▶ **Text shown**
“I wouldn’t be where I am today without chocolate milk.” Sonny Purdue, the Secretary of Agriculture, proudly cooed said to reporters last week regarding how fat (and sugar) can make a body grow. What a glowing advertisement of a good diet. Though, the physique of a 70-something politician is not often thought of as the epitome of health for schoolchildren.
According to the New York Times, one in three children in the U.S. is considered obese or overweight. It is estimated that as early as 2030 more than half the U.S. adult population will be labeled obese. The secretary’s chuckling about his lifelong love for chocolate milk hardly seems appropriate, given the statistics. Beyond the inappropriate, however, is the irresponsible and destructive measures the USDA took on school lunch reform at the beginning of the month.

▶ **Given data**
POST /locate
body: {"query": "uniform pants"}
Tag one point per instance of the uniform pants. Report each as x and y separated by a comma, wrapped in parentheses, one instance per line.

▶ **Required actions**
**1)** List every quantity, age, or year stated in the text on chocolate milk and school lunches.
**2)** Write out everything in the chocolate milk text from "According to the" down to "of the month.", swapping "children" for "teenagers".
The material is not needed here.

▶ **Answers to the problems**
**1)** 70-something, one in three, 2030, more than half

**2)**
According to the New York Times, one in three teenagers in the U.S. is considered obese or overweight. It is estimated that as early as 2030 more than half the U.S. adult population will be labeled obese. The secretary’s chuckling about his lifelong love for chocolate milk hardly seems appropriate, given the statistics. Beyond the inappropriate, however, is the irresponsible and destructive measures the USDA took on school lunch reform at the beginning of the month.